- INFORMATION SUPPLIED -
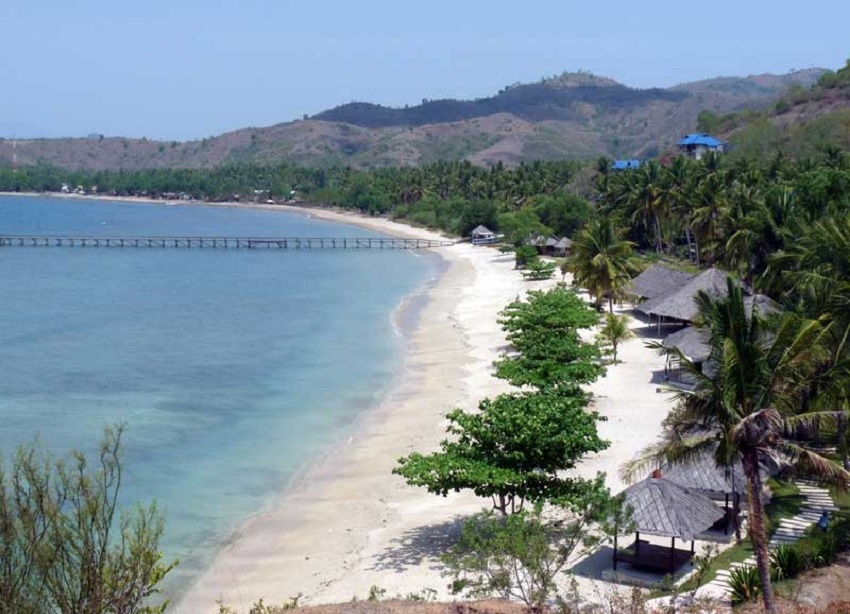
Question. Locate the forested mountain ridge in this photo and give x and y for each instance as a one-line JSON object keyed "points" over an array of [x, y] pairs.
{"points": [[568, 116]]}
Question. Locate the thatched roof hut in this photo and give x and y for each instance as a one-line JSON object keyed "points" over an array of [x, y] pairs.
{"points": [[691, 341], [657, 281], [679, 304], [704, 475], [663, 507], [482, 234], [563, 246]]}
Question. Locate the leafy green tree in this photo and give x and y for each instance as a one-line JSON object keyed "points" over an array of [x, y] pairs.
{"points": [[538, 270], [512, 450], [614, 330], [603, 261], [521, 556], [547, 349], [65, 546]]}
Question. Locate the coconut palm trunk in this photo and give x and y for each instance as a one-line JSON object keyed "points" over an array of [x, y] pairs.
{"points": [[758, 534]]}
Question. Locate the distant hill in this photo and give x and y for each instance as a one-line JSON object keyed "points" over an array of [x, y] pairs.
{"points": [[573, 115], [802, 122]]}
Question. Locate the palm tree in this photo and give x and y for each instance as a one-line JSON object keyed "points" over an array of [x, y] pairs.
{"points": [[614, 330], [603, 262], [740, 407]]}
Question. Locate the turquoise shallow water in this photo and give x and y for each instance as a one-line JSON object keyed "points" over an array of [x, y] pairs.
{"points": [[232, 369]]}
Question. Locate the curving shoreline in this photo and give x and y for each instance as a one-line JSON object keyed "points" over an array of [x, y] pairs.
{"points": [[350, 523]]}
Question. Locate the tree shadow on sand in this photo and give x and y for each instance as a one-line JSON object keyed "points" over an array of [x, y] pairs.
{"points": [[422, 545]]}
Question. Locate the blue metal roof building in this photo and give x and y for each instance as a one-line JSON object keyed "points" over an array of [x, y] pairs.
{"points": [[697, 144], [701, 139]]}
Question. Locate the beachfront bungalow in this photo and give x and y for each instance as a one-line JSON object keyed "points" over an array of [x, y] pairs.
{"points": [[678, 303], [657, 281], [726, 484], [562, 247], [481, 235], [624, 165], [663, 508], [697, 145], [545, 245]]}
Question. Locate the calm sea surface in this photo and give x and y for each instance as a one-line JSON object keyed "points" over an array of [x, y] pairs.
{"points": [[231, 369]]}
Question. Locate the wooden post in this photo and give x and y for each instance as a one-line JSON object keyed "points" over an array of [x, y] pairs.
{"points": [[615, 552], [673, 555]]}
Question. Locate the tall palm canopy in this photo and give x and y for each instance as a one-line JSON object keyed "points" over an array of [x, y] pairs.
{"points": [[603, 261], [757, 375]]}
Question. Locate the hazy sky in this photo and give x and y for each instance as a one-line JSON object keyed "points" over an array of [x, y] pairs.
{"points": [[179, 69]]}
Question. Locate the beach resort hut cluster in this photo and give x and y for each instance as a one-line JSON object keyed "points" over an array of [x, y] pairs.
{"points": [[666, 296], [693, 501], [481, 235]]}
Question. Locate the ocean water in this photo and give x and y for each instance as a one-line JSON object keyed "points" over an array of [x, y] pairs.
{"points": [[232, 369]]}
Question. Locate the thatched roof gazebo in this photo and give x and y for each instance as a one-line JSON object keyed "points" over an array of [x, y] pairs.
{"points": [[657, 281], [679, 304], [482, 235], [704, 475], [562, 247], [663, 508]]}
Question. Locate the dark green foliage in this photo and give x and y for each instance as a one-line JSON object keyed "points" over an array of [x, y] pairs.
{"points": [[533, 101], [786, 562], [521, 556], [745, 584], [512, 450], [544, 333], [64, 545]]}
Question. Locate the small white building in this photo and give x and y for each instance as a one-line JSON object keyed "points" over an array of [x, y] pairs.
{"points": [[482, 235]]}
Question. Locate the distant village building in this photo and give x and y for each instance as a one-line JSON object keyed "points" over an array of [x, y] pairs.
{"points": [[623, 165], [562, 247], [698, 144], [481, 235]]}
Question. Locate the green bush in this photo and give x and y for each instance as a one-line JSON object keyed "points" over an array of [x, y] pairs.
{"points": [[786, 562], [745, 584], [819, 549]]}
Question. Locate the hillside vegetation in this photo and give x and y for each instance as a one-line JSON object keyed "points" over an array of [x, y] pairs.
{"points": [[570, 116], [802, 123]]}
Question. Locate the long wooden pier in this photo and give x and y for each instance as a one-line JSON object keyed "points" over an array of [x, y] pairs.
{"points": [[219, 242]]}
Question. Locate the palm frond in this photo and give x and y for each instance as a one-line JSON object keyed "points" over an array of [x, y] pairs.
{"points": [[813, 418], [814, 466]]}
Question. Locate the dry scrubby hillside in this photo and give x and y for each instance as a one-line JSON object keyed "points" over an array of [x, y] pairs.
{"points": [[803, 122], [574, 115]]}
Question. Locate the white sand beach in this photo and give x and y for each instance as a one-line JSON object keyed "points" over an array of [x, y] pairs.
{"points": [[350, 524]]}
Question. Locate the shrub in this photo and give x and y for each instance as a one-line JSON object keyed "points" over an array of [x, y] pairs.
{"points": [[786, 562], [818, 550], [745, 584]]}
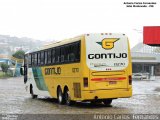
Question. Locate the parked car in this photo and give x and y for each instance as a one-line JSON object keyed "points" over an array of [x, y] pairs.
{"points": [[140, 76]]}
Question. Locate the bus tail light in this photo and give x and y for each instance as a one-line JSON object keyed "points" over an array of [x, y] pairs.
{"points": [[130, 79], [85, 82]]}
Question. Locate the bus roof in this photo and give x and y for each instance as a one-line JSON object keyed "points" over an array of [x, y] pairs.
{"points": [[66, 41], [55, 44]]}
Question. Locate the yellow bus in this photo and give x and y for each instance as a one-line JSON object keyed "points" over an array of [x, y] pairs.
{"points": [[90, 67]]}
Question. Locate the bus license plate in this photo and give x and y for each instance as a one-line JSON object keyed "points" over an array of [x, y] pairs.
{"points": [[112, 82]]}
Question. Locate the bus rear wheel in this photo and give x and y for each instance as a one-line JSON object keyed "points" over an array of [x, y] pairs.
{"points": [[68, 100], [107, 102], [60, 96]]}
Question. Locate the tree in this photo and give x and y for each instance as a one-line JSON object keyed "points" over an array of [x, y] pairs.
{"points": [[19, 54], [4, 67]]}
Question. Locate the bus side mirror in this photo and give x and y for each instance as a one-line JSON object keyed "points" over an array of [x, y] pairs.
{"points": [[21, 71]]}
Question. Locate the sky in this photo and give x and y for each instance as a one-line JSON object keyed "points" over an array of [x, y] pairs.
{"points": [[60, 19]]}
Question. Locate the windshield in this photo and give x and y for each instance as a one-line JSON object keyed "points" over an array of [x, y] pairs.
{"points": [[106, 52]]}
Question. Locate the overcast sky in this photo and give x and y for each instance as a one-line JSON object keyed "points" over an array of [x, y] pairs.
{"points": [[59, 19]]}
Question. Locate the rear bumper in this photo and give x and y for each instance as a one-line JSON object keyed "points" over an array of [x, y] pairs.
{"points": [[104, 94]]}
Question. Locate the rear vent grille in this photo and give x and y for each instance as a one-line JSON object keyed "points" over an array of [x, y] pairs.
{"points": [[77, 90]]}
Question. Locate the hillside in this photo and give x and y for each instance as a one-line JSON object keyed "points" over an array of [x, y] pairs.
{"points": [[9, 44]]}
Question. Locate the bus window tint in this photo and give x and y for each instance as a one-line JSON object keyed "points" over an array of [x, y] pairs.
{"points": [[57, 55], [71, 53], [66, 56], [53, 56], [35, 59], [45, 54], [49, 56], [62, 54], [77, 51], [29, 60], [39, 58], [42, 57]]}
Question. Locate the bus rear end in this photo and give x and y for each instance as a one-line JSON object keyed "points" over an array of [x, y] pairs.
{"points": [[109, 63]]}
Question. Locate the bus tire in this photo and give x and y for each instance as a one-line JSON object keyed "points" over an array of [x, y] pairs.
{"points": [[32, 93], [60, 96], [68, 100], [107, 102]]}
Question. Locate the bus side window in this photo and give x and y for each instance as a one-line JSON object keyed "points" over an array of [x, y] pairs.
{"points": [[49, 56], [53, 56], [66, 55], [45, 54], [39, 58], [29, 60], [57, 55], [62, 54], [77, 51], [71, 53], [35, 59], [25, 60], [42, 57]]}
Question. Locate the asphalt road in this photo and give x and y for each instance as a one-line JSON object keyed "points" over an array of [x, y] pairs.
{"points": [[15, 100]]}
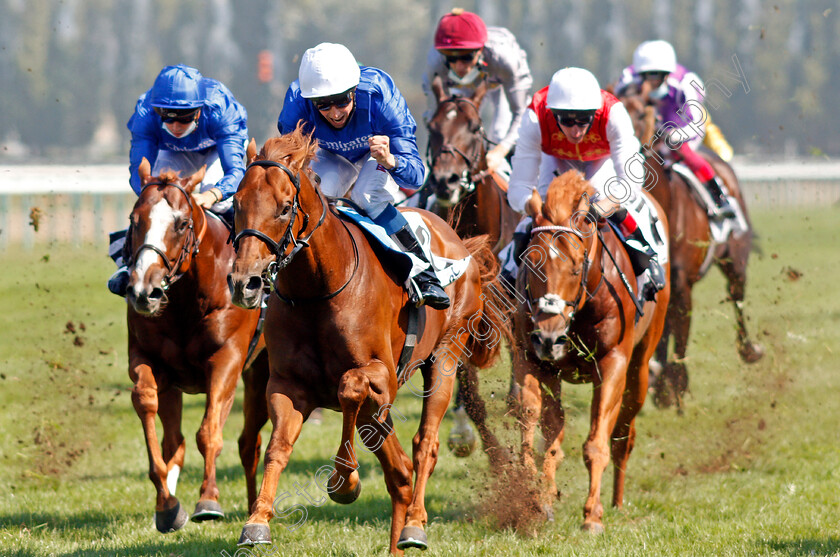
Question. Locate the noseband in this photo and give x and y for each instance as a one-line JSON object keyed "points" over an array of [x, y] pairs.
{"points": [[552, 303], [470, 175], [190, 246], [278, 250]]}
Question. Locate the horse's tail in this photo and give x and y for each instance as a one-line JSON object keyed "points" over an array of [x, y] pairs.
{"points": [[493, 324]]}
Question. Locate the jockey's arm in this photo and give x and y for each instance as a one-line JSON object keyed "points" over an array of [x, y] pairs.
{"points": [[624, 146], [526, 164]]}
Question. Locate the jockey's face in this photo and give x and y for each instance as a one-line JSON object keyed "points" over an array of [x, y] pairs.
{"points": [[179, 126], [574, 125], [461, 62], [336, 110]]}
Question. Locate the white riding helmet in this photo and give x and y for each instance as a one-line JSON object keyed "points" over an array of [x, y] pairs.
{"points": [[574, 89], [655, 56], [327, 69]]}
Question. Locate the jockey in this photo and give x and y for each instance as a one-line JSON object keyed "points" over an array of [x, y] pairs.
{"points": [[574, 124], [677, 96], [186, 121], [365, 134], [465, 53]]}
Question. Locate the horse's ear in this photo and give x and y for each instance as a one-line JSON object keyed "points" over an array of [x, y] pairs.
{"points": [[480, 91], [195, 179], [144, 171], [251, 151], [437, 88]]}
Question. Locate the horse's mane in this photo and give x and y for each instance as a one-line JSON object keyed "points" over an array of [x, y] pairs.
{"points": [[297, 147], [564, 196]]}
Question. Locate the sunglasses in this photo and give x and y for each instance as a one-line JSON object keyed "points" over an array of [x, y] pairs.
{"points": [[339, 101], [654, 75], [174, 115], [570, 121], [468, 57]]}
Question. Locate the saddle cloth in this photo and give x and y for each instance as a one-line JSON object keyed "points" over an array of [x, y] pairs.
{"points": [[405, 264]]}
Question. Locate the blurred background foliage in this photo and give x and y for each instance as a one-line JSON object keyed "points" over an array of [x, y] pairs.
{"points": [[71, 70]]}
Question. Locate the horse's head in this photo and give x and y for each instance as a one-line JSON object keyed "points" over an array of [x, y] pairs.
{"points": [[556, 263], [271, 213], [456, 144], [165, 230]]}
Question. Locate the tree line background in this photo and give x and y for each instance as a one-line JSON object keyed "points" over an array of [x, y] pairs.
{"points": [[71, 70]]}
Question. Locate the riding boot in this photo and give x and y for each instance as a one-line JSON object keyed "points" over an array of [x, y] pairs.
{"points": [[723, 209], [118, 283], [431, 291], [637, 241]]}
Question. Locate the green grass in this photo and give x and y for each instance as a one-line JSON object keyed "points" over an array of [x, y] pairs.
{"points": [[752, 468]]}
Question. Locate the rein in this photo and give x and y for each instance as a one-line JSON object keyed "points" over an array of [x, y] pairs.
{"points": [[190, 246], [281, 261], [552, 303]]}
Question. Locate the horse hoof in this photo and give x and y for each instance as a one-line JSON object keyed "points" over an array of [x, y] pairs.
{"points": [[412, 536], [347, 498], [170, 520], [593, 528], [751, 353], [461, 444], [255, 534], [207, 510]]}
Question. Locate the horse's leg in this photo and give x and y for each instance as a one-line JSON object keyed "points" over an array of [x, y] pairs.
{"points": [[288, 407], [477, 411], [170, 405], [462, 435], [438, 382], [530, 410], [169, 516], [353, 390], [256, 415], [734, 268], [624, 432], [552, 423], [673, 384], [223, 378], [606, 402], [396, 467]]}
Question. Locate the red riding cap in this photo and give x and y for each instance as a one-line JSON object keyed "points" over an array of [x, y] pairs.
{"points": [[460, 30]]}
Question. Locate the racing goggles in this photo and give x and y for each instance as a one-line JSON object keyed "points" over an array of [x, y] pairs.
{"points": [[180, 115], [465, 57], [572, 119], [323, 104], [657, 75]]}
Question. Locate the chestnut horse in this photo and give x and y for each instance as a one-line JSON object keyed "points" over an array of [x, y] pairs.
{"points": [[185, 336], [577, 324], [471, 199], [335, 329], [692, 250]]}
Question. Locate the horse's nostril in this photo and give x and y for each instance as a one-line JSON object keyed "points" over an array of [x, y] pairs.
{"points": [[254, 283]]}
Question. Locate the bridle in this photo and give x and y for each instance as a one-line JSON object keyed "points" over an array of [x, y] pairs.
{"points": [[471, 174], [190, 246], [281, 260], [553, 304]]}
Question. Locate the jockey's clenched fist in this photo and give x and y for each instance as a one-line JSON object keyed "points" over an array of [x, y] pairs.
{"points": [[380, 149]]}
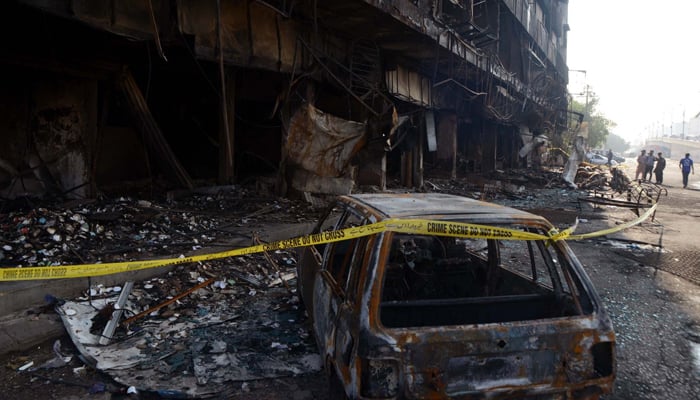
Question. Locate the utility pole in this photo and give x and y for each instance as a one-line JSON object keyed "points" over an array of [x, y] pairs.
{"points": [[683, 129]]}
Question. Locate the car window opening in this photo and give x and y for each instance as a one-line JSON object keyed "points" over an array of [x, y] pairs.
{"points": [[436, 281]]}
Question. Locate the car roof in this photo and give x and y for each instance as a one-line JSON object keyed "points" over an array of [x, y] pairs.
{"points": [[418, 205]]}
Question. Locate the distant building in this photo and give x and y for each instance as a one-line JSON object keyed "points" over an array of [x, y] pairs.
{"points": [[315, 96]]}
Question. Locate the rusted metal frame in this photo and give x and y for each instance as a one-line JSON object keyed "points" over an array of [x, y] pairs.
{"points": [[149, 128], [284, 13], [570, 283], [250, 29], [532, 261], [312, 51], [228, 153], [274, 265], [156, 35], [165, 303]]}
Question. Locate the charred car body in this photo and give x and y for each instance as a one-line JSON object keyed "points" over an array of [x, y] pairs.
{"points": [[400, 315]]}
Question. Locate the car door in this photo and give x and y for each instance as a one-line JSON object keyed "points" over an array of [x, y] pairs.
{"points": [[311, 257], [330, 284], [347, 326]]}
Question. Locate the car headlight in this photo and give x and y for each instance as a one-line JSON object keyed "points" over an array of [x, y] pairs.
{"points": [[380, 378]]}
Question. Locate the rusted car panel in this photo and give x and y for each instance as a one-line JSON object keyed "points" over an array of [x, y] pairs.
{"points": [[427, 316]]}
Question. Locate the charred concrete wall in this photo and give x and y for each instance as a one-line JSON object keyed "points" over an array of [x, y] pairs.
{"points": [[216, 86]]}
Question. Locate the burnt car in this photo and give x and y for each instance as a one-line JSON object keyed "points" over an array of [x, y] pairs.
{"points": [[439, 315]]}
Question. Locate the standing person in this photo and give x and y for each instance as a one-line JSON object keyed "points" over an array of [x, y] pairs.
{"points": [[659, 171], [686, 165], [649, 165], [641, 162]]}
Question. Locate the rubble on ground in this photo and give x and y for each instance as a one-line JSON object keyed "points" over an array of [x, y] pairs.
{"points": [[244, 322]]}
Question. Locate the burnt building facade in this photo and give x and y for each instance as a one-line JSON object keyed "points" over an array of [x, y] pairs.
{"points": [[306, 95]]}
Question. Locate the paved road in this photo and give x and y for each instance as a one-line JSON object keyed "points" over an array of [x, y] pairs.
{"points": [[656, 314]]}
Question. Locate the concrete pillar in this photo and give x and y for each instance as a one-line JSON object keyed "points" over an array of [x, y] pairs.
{"points": [[372, 168], [489, 138], [447, 142]]}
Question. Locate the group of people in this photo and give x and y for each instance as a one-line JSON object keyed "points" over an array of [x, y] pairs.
{"points": [[648, 163], [645, 166]]}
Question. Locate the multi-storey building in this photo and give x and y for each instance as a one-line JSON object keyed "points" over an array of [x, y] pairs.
{"points": [[317, 95]]}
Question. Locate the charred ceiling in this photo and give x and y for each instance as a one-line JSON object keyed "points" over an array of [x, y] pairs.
{"points": [[210, 89]]}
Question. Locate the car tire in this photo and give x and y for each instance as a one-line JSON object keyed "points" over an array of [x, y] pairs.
{"points": [[336, 391]]}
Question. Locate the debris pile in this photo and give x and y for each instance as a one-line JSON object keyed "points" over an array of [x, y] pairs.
{"points": [[228, 330], [121, 229]]}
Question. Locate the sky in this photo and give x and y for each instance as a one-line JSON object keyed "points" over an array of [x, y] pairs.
{"points": [[640, 57]]}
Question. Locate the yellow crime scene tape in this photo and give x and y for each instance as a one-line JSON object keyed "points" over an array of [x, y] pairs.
{"points": [[415, 226]]}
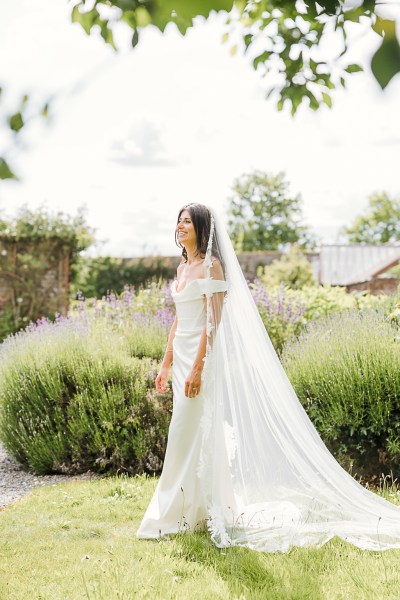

- THE TASK -
From the listing above, copy each line that contains the string "road". Matching is case-sensitive.

- RESULT OF THE TASK -
Question. Locate the asphalt road in this photo and give x and y for each instance as a one-line JSON object keyed "points" over an array of [x, y] pairs.
Question. Locate the paved road in this photo and give x and y for each instance as a one-line JSON object keyed "points" over an array of [x, y] pairs.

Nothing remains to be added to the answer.